__Jobs__.
- a) In the Scheme combinators documentation, what condition must LYST meet when passed to group/key?
- b) Write down the part of the Scheme combinators documentation starting at "[procedure] (group/key FUNC" and ending at "of grouped elements.".
- c) Supply the next part of the Scheme combinators documentation, picking up after its final line.

====== Quoted text ======

Returns a procedure that takes a list and groups the elements by some key attribute. Uses the single-argument FUNC to retrieve key values & the EQUALITY function to compare them.

group/key

[procedure] (group/key FUNC LYST [EQUALITY equal?])

Groups a LYST of elements by some key attribute. Uses the single-argument FUNC to retrieve key values & the EQUALITY function to compare them.

The LYST must be in sorted order with respect to the key!

Returns a list of grouped elements.

make-less-than/key

[procedure] (make-less-than/key FUNC [LESS-THAN <]) => {{procedure/2}}

Returns a two-argument procedure that uses the single-argument FUNC to retrieve key values & the two-argument LESS-THAN procedure to compare them.

make-equal/key

[procedure] (make-equal/key FUNC [EQUAL =]) => {{procedure/2}}

Returns a two-argument procedure that uses the single-argument FUNC to retrieve key values & the two-argument EQUAL procedure to compare them.

Logical Combinators

Usage

`(require-extension logical-combinators)`

andf

[procedure] (andf OBJECT...)

Eager version of and.

Returns last (not #f) OBJECT when all OBJECT... are (not #f), #f otherwise.

orf

[procedure] (orf OBJECT...)

Eager version of or.

Returns first (not #f) OBJECT, #f otherwise.

Uni Combinators

C is a function.

F, G and H are function.

Usage

`(require-extension uni-combinators)`

uni

[procedure] (uni C F) => procedure

Returns (lambda (X) (C (F X))).

====== Material shown ======

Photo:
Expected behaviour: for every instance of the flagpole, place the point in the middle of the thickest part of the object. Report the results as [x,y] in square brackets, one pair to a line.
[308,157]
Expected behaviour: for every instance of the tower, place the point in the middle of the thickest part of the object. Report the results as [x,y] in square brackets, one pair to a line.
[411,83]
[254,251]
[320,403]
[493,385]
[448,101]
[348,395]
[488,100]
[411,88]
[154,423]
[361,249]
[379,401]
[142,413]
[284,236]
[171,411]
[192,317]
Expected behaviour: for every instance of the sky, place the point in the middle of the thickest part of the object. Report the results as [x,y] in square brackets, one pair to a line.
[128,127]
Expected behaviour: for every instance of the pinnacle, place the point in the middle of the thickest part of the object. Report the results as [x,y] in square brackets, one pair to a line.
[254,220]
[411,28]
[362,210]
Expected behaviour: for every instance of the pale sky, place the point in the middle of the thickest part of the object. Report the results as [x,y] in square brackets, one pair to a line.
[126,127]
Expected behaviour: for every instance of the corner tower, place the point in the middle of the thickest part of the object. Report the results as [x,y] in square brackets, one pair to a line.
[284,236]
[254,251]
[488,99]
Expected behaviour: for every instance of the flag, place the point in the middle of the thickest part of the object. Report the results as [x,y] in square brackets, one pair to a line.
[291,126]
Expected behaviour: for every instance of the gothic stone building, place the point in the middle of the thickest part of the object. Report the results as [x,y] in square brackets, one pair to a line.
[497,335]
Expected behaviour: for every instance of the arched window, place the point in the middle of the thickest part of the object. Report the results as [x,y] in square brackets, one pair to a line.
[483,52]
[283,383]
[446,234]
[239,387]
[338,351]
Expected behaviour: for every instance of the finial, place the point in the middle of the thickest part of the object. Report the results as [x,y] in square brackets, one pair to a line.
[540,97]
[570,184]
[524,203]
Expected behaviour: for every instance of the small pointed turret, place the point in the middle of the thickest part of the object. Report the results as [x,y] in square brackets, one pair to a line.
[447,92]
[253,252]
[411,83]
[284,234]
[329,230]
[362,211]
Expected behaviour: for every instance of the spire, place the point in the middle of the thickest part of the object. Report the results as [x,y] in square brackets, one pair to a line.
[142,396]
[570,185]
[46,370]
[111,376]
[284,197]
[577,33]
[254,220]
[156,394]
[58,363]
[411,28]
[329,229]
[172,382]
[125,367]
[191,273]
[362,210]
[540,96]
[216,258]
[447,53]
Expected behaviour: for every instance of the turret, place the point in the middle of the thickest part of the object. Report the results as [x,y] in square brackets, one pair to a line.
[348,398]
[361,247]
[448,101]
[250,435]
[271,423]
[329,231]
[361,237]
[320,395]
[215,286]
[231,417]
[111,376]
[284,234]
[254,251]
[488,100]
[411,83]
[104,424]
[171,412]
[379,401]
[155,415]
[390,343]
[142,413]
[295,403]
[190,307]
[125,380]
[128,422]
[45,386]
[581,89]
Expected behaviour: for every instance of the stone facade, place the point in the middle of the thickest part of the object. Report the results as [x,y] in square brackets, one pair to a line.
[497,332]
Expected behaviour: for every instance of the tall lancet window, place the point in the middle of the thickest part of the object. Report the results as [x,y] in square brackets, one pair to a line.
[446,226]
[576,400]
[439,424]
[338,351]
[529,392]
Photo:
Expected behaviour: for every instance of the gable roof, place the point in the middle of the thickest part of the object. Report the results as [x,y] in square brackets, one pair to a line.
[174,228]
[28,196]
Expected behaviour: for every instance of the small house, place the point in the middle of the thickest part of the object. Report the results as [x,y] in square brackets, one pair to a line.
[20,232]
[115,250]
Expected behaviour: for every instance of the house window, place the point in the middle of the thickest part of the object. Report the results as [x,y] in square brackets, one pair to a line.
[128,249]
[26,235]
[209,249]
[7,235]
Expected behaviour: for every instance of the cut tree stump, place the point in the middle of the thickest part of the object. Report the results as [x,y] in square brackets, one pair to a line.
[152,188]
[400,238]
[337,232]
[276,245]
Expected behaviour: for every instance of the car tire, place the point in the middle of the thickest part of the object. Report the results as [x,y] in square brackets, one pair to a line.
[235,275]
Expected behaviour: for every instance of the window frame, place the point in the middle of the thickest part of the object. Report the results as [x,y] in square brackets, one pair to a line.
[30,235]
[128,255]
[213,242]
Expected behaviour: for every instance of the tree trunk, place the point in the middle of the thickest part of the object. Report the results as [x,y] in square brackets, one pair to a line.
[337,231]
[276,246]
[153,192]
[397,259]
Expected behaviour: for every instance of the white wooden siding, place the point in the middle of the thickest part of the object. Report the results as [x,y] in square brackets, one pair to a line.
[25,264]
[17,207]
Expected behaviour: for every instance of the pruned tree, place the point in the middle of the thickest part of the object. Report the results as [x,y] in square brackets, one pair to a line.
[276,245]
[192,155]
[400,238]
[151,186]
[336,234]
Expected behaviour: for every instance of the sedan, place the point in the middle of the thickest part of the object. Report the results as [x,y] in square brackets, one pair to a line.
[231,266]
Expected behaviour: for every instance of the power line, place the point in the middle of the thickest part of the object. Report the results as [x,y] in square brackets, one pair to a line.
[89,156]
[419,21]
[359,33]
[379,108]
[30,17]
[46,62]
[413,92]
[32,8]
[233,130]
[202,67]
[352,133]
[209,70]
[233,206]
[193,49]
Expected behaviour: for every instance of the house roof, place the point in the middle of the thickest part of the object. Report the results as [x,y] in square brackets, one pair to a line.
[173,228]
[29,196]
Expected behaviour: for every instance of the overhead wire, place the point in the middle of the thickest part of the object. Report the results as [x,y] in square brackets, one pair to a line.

======

__Responses to the exercise__.
- a) LYST must be in sorted order with respect to the key.

- b)
[procedure] (group/key FUNC LYST [EQUALITY equal?])

Groups a LYST of elements by some key attribute. Uses the single-argument FUNC to retrieve key values & the EQUALITY function to compare them.

The LYST must be in sorted order with respect to the key!

Returns a list of grouped elements.

- c)
uni2

[procedure] (uni2 C F) => procedure

Returns (lambda (X Y) (C (F X Y))).

uni3

[procedure] (uni3 C F) => procedure

Returns (lambda (X Y Z) (C (F X Y Z))).

uni-each

[procedure] (uni-each C F) => procedure

Same as uni.

uni-all

[procedure] (uni-all C F) => procedure

Returns (lambda XS (C (apply F XS))).

Bi Combinators

Usage

`(require-extension bi-combinators)`

bi

[procedure] (bi C F G) => procedure

Returns (lambda (X) (C (F X) (G X))).

bi2

[procedure] (bi2 C F G) => procedure

Returns (lambda (X Y) (C (F X Y) (G X Y))).

bi3

[procedure] (bi3 C F G) => procedure

Returns (lambda (X Y Z) (C (F X Y Z) (G X Y Z))).

bi-each

[procedure] (bi-each C F) => procedure

Returns (lambda (X Y) (C (F X) (F Y))).

bi-all

[procedure] (bi-all C F G) => procedure

Returns (lambda XS (C (apply F XS) (apply G XS))).

Tri Combinators

Usage

`(require-extension tri-combinators)`

tri

[procedure] (tri C F G H) => procedure

Returns (lambda (X) (C (F X) (G X) (H X))).

tri2

[procedure] (tri2 C F G H) => procedure

Returns (lambda (X Y) (C (F X Y) (G X Y) (H X Y))).

tri3

[procedure] (tri3 C F G H) => procedure

Returns (lambda (X Y Z) (C (F X Y Z) (G X Y Z) (H X Y Z))).

tri-each

[procedure] (tri-each C F) => procedure

Returns (lambda (X Y Z) (C (F X) (F Y) (F Z))).

tri-all

[procedure] (tri-all C F G H) => procedure

Returns (lambda XS (C (apply F XS) (apply G XS) (apply H XS))).

Stack Combinators

These treat the argument list as a FORTH-like stack.

The utility is probably low.

Usage

`(require-extension stack-combinators)`

C is a function.

F, G and H are function.

X, Y and Z are object.

uni

[procedure] (uni X F C) => procedure

Returns the result of (C (F X)).

[procedure] (uni F C) => {{procedure/1}}
[procedure] (uni C) => {{procedure/1}}
[procedure] (uni) => {{procedure/1}}

Returns a curried procedure.

uni2

[procedure] (uni2 X Y F C) => procedure

Returns the result of (C (F X Y)).

[procedure] (uni2 F C) => {{procedure/2}}
[procedure] (uni2 C) => {{procedure/1}}
[procedure] (uni2) => {{procedure/1}}

Returns a curried procedure.

uni3

[procedure] (uni3 X Y Z F C) => procedure

Returns the result of (C (F X Y Z)).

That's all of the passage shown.